* start ITEMS *

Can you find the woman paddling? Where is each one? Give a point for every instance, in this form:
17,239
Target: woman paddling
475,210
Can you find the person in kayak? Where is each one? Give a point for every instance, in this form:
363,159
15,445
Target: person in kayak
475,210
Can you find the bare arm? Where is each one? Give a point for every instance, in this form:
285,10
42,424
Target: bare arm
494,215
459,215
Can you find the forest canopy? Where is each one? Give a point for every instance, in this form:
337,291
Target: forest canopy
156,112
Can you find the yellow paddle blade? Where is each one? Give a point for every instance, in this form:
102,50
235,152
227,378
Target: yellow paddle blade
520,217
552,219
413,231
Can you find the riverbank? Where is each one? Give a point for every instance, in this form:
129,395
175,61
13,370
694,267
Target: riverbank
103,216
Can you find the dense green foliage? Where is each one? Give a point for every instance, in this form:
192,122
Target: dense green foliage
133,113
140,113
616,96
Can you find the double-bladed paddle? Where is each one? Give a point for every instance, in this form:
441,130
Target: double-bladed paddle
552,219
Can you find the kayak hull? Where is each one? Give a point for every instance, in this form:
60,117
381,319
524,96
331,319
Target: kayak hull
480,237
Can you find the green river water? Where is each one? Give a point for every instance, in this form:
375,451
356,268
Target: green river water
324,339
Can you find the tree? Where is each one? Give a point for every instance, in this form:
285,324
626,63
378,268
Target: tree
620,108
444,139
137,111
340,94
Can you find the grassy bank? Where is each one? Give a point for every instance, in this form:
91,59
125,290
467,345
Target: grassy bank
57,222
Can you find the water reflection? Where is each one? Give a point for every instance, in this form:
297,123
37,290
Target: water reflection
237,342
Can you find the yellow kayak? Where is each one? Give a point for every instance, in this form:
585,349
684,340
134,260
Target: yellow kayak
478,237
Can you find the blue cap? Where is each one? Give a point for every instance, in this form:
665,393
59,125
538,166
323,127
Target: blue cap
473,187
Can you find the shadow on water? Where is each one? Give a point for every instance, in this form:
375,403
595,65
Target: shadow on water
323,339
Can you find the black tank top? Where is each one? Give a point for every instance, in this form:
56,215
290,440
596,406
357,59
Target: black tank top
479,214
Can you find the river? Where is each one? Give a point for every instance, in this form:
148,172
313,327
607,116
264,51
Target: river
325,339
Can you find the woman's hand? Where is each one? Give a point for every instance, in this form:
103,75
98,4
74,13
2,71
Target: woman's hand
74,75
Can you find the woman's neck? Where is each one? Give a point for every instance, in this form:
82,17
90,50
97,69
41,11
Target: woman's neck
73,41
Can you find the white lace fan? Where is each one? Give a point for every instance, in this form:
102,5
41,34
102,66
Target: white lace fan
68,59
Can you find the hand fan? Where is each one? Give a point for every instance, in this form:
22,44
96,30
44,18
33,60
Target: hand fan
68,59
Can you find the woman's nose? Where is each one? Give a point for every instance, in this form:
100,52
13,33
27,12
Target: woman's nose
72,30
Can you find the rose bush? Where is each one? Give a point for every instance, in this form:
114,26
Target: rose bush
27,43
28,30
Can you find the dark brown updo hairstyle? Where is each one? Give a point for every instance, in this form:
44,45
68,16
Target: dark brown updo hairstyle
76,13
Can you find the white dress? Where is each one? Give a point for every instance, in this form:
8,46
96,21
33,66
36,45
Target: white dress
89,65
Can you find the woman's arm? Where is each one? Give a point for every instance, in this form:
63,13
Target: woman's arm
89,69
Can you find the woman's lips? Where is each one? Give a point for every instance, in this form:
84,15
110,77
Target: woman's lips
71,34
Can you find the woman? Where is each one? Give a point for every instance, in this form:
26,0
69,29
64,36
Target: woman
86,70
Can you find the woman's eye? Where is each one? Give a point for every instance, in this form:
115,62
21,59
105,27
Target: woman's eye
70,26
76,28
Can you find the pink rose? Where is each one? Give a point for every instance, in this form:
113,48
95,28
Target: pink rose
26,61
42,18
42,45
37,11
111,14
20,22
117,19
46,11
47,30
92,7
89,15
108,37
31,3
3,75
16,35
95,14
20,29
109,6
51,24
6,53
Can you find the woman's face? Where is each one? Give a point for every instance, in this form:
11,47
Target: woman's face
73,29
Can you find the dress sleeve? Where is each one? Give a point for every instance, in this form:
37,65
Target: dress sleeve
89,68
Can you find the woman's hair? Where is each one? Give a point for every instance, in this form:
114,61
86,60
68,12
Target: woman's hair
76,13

* end ITEMS *
* start ITEMS *

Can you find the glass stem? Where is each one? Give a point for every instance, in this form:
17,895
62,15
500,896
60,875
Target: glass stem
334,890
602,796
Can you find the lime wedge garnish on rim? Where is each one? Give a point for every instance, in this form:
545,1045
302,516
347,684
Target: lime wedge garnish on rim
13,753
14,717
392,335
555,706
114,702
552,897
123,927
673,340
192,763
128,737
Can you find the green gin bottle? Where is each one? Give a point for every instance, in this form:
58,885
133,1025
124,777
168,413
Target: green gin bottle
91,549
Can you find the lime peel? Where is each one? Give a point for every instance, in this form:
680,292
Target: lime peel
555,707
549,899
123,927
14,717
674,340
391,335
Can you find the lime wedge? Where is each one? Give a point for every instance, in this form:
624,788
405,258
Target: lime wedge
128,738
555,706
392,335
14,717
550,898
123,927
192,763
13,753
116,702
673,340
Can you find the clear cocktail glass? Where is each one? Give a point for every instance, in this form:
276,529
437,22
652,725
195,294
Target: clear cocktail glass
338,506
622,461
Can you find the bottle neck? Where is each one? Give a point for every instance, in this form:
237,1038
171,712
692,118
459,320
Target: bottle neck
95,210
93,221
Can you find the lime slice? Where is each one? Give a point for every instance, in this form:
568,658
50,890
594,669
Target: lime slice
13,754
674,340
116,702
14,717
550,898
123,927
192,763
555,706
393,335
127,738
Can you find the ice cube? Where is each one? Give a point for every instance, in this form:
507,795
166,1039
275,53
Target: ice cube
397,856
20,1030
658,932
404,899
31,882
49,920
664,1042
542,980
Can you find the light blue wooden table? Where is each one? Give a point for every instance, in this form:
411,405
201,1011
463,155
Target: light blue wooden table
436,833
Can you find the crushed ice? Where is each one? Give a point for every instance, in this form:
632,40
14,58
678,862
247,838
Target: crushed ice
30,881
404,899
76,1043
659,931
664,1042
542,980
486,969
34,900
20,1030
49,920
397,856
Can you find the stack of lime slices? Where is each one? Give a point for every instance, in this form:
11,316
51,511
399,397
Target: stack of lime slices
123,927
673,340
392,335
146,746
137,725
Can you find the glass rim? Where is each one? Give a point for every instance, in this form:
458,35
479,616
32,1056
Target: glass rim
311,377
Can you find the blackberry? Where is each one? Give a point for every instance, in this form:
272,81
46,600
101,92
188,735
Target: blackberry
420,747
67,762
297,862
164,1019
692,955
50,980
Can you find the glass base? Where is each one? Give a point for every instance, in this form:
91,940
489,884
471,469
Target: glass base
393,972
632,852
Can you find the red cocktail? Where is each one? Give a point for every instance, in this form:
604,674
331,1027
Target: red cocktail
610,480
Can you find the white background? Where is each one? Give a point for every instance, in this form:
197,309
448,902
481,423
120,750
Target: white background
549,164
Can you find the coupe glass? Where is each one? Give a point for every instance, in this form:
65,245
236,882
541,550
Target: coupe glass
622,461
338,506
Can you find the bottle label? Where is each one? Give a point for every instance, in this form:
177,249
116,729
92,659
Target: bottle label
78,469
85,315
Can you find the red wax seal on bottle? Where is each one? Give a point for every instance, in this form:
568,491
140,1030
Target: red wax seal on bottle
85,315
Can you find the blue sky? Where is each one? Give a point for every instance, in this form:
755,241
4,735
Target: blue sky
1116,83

* end ITEMS *

- _DIRECTIONS_:
Collect every line in the records above that contains the word "dress", and copy each one out in full.

- _REPLY TO THE EXERCISE_:
Can you find the white dress? Where is each one? Give a point for every instance, in this form:
Target: white dress
Can you find the dress sleeve? Where is each one? Give a point for every instance, in this form:
Target: dress sleeve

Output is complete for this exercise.